> **Aufgabe**
Stellen Sie ausschließlich die Zeilen unten, von der Zeile mit „belt. Return only the coordinates.“ bis zur letzten Zeile, beide einschließlich, als JSON-Liste von Zeichenketten dar. Verwenden Sie einen Eintrag pro Zeile und lassen Sie Leerzeilen weg.

> **Gegebene Daten**
· · ·

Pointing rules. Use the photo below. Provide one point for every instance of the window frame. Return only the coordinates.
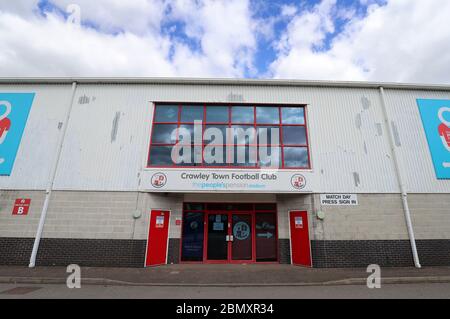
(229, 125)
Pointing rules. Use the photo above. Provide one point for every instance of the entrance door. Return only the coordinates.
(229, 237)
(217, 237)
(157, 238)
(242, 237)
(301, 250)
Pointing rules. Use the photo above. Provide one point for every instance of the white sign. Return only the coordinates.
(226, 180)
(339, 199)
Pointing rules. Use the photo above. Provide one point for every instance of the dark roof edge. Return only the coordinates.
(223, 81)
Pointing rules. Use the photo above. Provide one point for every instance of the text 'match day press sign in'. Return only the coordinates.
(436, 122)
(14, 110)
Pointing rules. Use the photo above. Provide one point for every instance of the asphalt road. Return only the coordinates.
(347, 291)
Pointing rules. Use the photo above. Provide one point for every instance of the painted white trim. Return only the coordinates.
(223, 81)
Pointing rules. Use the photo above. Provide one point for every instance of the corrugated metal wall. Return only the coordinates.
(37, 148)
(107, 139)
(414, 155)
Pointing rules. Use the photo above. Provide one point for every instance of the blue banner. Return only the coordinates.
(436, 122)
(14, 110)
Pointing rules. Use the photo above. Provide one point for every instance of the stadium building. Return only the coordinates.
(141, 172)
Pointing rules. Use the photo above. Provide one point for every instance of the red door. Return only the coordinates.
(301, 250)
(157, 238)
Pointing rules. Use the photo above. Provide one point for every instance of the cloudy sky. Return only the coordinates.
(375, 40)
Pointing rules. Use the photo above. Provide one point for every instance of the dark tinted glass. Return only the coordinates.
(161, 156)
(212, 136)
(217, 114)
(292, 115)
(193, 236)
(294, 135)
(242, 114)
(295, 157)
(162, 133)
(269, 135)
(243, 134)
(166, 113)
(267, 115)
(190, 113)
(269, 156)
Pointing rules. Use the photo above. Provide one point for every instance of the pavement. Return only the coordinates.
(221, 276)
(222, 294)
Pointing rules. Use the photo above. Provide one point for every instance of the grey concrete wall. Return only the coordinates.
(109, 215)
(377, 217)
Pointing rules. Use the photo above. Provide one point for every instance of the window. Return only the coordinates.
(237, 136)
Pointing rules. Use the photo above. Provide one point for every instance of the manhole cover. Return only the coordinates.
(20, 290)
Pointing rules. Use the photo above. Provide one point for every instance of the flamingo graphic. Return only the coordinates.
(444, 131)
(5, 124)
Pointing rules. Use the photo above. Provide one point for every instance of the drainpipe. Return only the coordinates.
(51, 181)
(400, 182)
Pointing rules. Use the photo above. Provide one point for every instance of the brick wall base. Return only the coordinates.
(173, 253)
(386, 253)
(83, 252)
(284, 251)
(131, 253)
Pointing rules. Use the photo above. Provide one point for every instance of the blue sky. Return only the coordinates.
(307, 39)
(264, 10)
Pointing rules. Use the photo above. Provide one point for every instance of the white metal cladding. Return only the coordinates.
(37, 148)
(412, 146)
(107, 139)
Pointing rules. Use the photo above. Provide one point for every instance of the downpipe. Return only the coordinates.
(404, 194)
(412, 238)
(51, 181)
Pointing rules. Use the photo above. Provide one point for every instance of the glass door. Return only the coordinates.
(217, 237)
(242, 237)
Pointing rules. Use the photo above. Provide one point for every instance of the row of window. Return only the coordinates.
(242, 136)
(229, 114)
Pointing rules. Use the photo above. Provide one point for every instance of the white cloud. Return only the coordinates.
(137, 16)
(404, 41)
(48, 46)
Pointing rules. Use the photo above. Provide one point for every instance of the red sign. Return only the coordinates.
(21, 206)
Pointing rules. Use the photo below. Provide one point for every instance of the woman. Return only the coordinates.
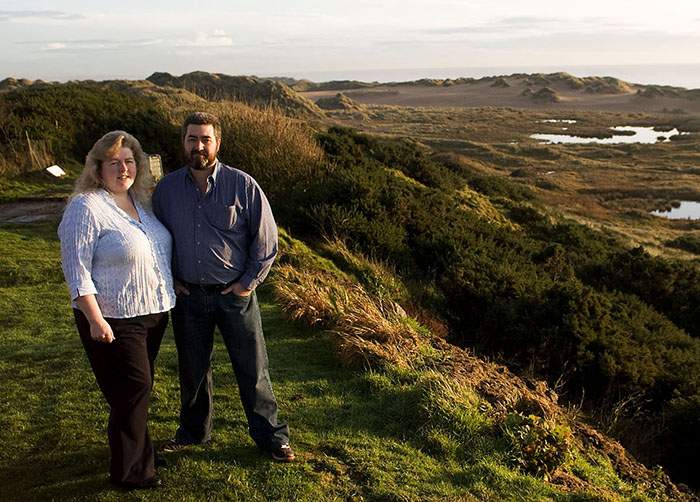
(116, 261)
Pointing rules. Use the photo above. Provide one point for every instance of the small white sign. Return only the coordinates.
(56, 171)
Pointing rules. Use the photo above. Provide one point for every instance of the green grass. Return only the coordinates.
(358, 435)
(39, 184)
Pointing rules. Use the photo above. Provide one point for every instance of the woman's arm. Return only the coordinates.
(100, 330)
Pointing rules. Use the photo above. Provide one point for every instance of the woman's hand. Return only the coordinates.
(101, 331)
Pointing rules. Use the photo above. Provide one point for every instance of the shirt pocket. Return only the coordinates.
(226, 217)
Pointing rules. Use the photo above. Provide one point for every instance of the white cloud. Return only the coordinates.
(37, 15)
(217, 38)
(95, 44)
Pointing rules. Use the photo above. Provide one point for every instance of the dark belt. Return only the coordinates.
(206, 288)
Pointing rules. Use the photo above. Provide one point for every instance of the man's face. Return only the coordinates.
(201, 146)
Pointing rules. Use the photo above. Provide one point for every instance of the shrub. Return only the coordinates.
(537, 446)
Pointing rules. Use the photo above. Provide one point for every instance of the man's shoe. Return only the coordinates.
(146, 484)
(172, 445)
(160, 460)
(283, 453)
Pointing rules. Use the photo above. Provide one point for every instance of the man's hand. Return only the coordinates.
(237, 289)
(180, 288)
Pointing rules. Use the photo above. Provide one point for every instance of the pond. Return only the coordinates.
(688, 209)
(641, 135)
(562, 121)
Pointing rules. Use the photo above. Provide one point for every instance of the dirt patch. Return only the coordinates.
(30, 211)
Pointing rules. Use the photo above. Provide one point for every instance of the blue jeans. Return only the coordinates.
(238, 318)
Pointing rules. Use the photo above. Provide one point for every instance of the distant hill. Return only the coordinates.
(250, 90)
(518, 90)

· · ·

> **Lösung**
[
  "Pointing rules. Use the photo above. Provide one point for every instance of the dark belt. Return only the coordinates.",
  "(206, 288)",
  "Pointing rules. Use the photo above. Provide one point for every instance of the man's face. Return only the coordinates.",
  "(201, 146)",
  "Pointing rules. Use the photo above. Provide one point for every instance of the shrub. Return only the coordinates.",
  "(537, 446)",
  "Pointing rules. Use the photo above. Provide one point for every instance of the man's shoe. Return only the coordinates.",
  "(146, 484)",
  "(172, 445)",
  "(160, 460)",
  "(283, 453)",
  "Pointing rules. Use the photo above. Provide one point for every instance of the man's hand. Return only the coordinates.",
  "(237, 289)",
  "(180, 288)",
  "Pointing rules. Use the photo above. Provide one point for every instance of the pond. Return only the coordinates.",
  "(688, 209)",
  "(641, 135)",
  "(562, 121)",
  "Pointing rules. Use the photo above. Provide one point for every instance of the dirt patch. Return only the coordinates.",
  "(30, 211)",
  "Pointing rules. Use the photo above. Provide one point for every instance of the blue jeans. Return only the coordinates.",
  "(238, 318)",
  "Pointing rules. Use the photo above. Provide one point for every instance of the distant hill. Return only the coordinates.",
  "(250, 90)",
  "(518, 90)"
]